Passage for review:
☆ ☆ ☆ ☆ ☆ ☆ ☆
- Film poster
- Directed by: Bruce McDonald
- Written by: Daniel MacIvor
- Produced by: Leonard Farlinger Jennifer Jonas
- Starring: Molly Parker; Tracy Wright; Don McKellar; Sarah Polley;
- Cinematography: Jonathon Cliff
- Edited by: Matthew Hannam
- Music by: Brendan Canning
- Release date: 12 September 2010 (TIFF);
- Country: Canada
- Language: English

= Trigger (2010 film) =

2010 film

Trigger is a 2010 Canadian comedy-drama film directed by Bruce McDonald and starring Molly Parker and Tracy Wright as Kat and Vic, former rock stars reuniting their band Trigger for the first time since their retirement.

The film was originally planned in the late 1990s as a companion film to McDonald's Hard Core Logo, which would have starred Hugh Dillon and Callum Keith Rennie. However, work on the film remained dormant until McDonald and screenwriter Daniel MacIvor decided to rewrite their original screenplay to be about two women instead. Rennie does, however, appear in the film as his Hard Core Logo character Billy Tallent.

The film's cast also includes Daniel MacIvor, Don McKellar, Sarah Polley, Lenore Zann, Carole Pope and Julian Richings. Brendan Canning of Broken Social Scene wrote the film's score.
☆ ☆ ☆ ☆ ☆ ☆ ☆
The data:
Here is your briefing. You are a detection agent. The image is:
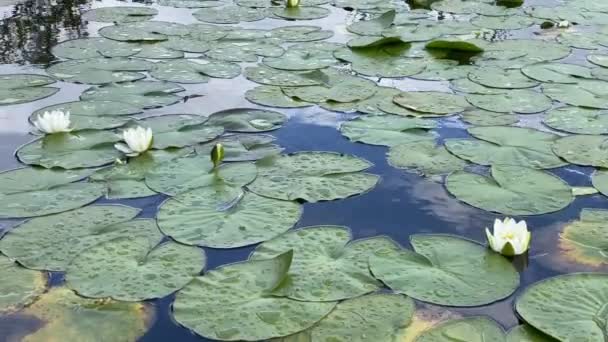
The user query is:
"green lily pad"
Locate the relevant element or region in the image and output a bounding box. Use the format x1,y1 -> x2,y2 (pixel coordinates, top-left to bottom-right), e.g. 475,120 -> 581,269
☆ ☆ ☆ ☆ ☆ ☆ ☆
What the exercise asks:
After the data, continue the article on the 2010 film Trigger from its last sentence.

Result for this task:
==Production==
Wright was undergoing treatment for pancreatic cancer during the film's production. It was the last film she completed before her death.

==Distribution==
The film premiered as a Special Presentation at the 2010 Toronto International Film Festival, at a screening that also marked the official opening of the TIFF Bell Lightbox.

==Awards and nominations==
The film garnered four nominations at the 31st Genie Awards, including Best Actress nods for both Wright and Parker.

Wright and Parker jointly won the prize for Best Actress at the 2011 ACTRA Toronto Awards. Wright's husband McKellar, who appeared in the film, accepted the award in her honour, stating in his speech that the award "means more to me than any I've ever won".